[Region pointing data]
- - - - - - -
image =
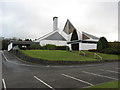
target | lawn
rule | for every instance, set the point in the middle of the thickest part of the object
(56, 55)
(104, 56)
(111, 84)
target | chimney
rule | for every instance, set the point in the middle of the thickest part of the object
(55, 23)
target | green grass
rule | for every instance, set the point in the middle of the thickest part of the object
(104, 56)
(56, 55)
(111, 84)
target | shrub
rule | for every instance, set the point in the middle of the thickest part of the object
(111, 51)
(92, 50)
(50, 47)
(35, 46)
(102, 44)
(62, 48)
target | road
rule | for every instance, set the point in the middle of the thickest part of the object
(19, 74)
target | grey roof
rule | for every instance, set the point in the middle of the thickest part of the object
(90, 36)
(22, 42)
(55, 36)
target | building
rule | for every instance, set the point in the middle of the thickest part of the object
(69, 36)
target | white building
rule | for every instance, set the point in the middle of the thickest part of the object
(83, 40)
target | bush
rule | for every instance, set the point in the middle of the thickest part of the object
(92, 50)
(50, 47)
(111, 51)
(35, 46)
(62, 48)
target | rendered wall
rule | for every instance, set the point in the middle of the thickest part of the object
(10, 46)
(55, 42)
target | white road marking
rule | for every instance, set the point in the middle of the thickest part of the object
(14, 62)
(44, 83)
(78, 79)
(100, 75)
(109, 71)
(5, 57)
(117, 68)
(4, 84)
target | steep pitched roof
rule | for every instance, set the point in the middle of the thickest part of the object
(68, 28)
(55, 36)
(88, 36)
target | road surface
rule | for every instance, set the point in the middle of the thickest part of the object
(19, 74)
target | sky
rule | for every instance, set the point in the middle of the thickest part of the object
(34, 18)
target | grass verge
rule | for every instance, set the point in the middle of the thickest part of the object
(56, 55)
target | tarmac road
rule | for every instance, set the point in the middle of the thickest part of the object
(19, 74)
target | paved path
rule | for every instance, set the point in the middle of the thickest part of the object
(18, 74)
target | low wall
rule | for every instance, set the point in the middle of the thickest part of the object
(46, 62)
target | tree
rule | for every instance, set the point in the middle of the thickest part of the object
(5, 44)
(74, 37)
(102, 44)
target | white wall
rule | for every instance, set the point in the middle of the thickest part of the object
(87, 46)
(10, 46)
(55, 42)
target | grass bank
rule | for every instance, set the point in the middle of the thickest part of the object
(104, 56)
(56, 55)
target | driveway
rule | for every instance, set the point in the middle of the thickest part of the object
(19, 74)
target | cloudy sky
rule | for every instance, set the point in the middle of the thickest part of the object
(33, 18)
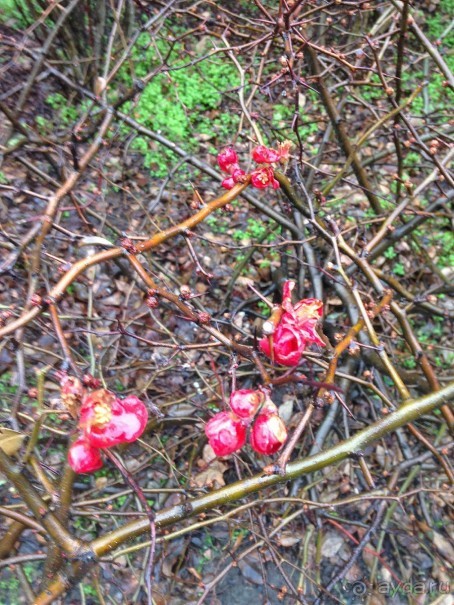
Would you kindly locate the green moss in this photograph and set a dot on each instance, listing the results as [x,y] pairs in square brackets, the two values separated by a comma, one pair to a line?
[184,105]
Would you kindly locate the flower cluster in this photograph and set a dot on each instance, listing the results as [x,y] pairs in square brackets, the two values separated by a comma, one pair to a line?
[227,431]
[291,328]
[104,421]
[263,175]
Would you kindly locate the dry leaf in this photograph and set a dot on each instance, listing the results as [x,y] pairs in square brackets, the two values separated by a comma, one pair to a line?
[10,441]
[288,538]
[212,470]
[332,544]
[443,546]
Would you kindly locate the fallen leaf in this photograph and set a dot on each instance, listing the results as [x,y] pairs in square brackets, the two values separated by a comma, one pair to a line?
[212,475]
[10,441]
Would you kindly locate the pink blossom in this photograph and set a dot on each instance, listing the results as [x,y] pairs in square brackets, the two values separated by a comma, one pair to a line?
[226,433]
- - - - - - -
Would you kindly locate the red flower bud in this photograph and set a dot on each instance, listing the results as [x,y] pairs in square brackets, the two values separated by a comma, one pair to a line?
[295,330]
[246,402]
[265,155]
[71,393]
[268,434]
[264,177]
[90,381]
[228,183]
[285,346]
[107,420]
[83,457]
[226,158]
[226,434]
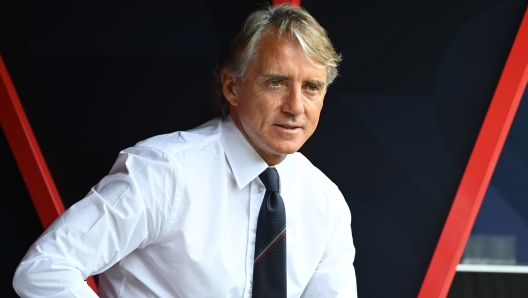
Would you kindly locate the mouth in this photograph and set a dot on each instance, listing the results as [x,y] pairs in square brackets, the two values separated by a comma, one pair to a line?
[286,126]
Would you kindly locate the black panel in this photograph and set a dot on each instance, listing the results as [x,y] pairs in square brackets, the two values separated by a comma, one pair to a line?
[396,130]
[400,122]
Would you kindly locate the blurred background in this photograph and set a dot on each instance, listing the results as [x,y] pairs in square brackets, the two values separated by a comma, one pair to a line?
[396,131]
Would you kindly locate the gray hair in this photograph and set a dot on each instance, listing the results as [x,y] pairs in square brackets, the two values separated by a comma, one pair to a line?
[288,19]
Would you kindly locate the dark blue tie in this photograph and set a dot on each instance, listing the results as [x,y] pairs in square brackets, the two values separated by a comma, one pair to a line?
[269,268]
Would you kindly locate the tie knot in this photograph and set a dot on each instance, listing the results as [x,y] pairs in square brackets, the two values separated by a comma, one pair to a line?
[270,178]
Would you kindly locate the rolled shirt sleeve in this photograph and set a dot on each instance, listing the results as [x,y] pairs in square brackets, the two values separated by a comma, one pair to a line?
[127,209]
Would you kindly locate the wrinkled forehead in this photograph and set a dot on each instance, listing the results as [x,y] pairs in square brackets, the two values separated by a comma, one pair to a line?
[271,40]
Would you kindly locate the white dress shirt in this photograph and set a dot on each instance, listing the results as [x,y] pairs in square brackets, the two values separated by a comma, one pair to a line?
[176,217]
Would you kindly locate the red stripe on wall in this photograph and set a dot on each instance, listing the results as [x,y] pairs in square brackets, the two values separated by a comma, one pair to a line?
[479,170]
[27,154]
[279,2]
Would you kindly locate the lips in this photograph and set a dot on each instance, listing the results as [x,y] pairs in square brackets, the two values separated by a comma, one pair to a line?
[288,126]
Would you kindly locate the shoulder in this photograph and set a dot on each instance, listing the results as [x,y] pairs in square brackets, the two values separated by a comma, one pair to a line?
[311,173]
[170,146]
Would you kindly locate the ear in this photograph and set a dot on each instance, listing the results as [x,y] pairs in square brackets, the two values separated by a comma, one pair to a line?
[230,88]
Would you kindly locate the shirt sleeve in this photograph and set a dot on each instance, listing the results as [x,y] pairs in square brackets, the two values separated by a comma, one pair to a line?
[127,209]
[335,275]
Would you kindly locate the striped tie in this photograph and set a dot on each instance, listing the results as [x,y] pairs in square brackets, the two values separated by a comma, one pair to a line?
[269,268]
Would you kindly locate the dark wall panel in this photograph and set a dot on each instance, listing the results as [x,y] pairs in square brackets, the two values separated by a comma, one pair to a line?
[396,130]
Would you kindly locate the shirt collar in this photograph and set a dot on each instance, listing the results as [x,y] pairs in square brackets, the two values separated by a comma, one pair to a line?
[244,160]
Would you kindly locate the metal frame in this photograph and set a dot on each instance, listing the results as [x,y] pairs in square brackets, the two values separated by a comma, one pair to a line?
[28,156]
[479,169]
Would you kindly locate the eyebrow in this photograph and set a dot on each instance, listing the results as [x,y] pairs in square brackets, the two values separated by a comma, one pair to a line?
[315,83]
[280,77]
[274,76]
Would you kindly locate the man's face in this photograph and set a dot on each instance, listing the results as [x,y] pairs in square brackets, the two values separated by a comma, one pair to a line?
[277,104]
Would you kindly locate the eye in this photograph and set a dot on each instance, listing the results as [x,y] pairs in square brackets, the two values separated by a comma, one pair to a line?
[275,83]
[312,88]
- - - - - - -
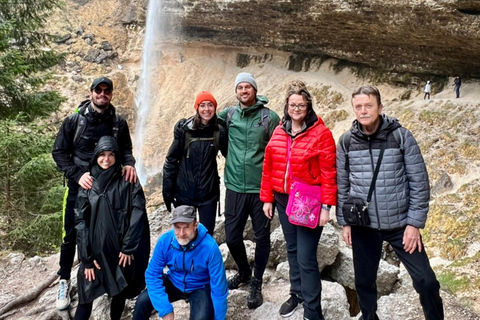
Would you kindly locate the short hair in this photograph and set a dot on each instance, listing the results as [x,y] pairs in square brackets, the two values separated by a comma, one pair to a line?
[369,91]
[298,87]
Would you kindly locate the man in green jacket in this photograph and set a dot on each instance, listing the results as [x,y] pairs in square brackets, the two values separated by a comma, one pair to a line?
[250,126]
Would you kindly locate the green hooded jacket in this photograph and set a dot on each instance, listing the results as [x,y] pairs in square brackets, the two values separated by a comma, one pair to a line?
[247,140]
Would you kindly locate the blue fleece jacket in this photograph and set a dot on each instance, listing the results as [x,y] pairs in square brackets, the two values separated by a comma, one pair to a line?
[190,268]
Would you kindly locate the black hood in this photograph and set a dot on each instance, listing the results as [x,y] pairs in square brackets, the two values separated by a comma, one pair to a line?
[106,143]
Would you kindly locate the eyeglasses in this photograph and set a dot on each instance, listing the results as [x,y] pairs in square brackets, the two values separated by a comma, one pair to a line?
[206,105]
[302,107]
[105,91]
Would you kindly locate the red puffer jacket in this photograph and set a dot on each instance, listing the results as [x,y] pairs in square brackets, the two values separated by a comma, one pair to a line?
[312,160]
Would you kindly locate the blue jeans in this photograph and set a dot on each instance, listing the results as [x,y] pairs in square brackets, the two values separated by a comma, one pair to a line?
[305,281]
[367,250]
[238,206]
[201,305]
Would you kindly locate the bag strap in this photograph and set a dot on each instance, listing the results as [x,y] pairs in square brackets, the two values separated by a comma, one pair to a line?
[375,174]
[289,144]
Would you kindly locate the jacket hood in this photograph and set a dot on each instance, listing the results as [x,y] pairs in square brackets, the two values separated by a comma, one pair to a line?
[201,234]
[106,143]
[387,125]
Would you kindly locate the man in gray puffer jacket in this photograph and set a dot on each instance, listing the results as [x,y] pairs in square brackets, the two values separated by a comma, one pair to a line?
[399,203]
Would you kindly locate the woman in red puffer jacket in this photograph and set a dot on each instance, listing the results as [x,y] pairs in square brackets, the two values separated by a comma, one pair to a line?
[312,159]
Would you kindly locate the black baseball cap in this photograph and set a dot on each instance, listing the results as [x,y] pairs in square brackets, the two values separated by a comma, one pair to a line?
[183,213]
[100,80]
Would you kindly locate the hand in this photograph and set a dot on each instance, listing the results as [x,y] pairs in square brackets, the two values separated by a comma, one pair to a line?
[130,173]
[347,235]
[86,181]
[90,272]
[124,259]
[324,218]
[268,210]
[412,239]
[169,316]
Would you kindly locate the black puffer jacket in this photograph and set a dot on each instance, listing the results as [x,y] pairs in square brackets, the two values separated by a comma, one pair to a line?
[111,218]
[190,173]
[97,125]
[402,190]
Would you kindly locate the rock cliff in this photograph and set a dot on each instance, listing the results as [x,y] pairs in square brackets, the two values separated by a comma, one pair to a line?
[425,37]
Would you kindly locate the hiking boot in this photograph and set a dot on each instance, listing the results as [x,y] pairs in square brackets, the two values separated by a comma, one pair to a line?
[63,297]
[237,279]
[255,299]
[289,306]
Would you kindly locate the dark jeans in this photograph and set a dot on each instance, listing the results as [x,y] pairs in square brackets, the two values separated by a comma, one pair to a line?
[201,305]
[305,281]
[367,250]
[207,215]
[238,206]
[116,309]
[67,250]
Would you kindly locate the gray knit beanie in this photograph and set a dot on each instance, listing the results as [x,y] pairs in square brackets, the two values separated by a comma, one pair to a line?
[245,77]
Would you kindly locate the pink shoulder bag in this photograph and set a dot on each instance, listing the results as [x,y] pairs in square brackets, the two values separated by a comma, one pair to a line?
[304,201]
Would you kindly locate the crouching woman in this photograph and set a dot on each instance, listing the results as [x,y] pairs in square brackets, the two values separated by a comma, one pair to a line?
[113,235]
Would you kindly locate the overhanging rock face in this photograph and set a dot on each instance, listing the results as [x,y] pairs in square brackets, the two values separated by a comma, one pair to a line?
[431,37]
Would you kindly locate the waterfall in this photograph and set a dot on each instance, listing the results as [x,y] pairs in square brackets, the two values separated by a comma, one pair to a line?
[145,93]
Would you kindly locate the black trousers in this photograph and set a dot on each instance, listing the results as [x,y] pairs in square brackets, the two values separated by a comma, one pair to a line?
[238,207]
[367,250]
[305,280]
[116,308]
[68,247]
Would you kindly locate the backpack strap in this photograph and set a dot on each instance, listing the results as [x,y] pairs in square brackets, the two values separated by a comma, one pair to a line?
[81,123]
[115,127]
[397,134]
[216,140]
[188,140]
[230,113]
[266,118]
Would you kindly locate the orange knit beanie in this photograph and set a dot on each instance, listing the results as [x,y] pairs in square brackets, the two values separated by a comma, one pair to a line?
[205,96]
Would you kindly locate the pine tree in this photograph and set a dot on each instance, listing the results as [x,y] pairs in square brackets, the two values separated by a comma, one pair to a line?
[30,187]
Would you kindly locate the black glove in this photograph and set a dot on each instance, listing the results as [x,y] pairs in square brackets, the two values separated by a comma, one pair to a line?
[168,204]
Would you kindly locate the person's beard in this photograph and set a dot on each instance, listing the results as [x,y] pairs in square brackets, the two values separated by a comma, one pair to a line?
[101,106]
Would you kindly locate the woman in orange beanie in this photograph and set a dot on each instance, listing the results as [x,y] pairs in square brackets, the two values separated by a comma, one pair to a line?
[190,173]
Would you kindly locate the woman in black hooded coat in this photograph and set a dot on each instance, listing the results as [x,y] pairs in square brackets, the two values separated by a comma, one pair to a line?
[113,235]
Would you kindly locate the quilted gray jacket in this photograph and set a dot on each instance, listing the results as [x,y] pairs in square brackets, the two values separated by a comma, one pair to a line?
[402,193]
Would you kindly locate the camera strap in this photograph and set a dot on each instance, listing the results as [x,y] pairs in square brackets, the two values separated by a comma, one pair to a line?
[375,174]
- - - - - - -
→ Directions
Only the lines above from the one with "target | steep pitched roof" through the one with "target | cloudy sky" should be duplicated, character for character.

→ Result
target | steep pitched roof
rule | for every instance, set the point in the middle of the thickest part of the object
(68, 28)
(55, 36)
(88, 36)
target | road surface
rule | for every instance, set the point in the middle of the thickest part of the object
(19, 74)
target | sky
rule | for every instance, set the point in the middle of the thickest part of the object
(34, 18)
target | grass verge
rule | for every instance, set the point in the middle of the thickest part of the object
(56, 55)
target | tarmac road
rule | for every instance, set the point in the middle of the thickest part of the object
(19, 74)
target | paved path
rule | for every instance, set the point in the middle of the thickest part of the object
(18, 74)
target | low wall
rule | for every instance, set the point in the middle of the thickest part of the object
(46, 62)
target | tree
rule | for every instance, set the point in the middle of the thickest part of the object
(5, 44)
(74, 37)
(102, 44)
target | white wall
rule | for every instance, set the point in the middle of the thickest part of the object
(87, 46)
(10, 46)
(55, 42)
target | grass bank
rule | for every instance, set the point in the middle of the thickest part of the object
(104, 56)
(56, 55)
target | driveway
rule | for every instance, set the point in the middle of the thickest part of the object
(19, 74)
target | cloudy sky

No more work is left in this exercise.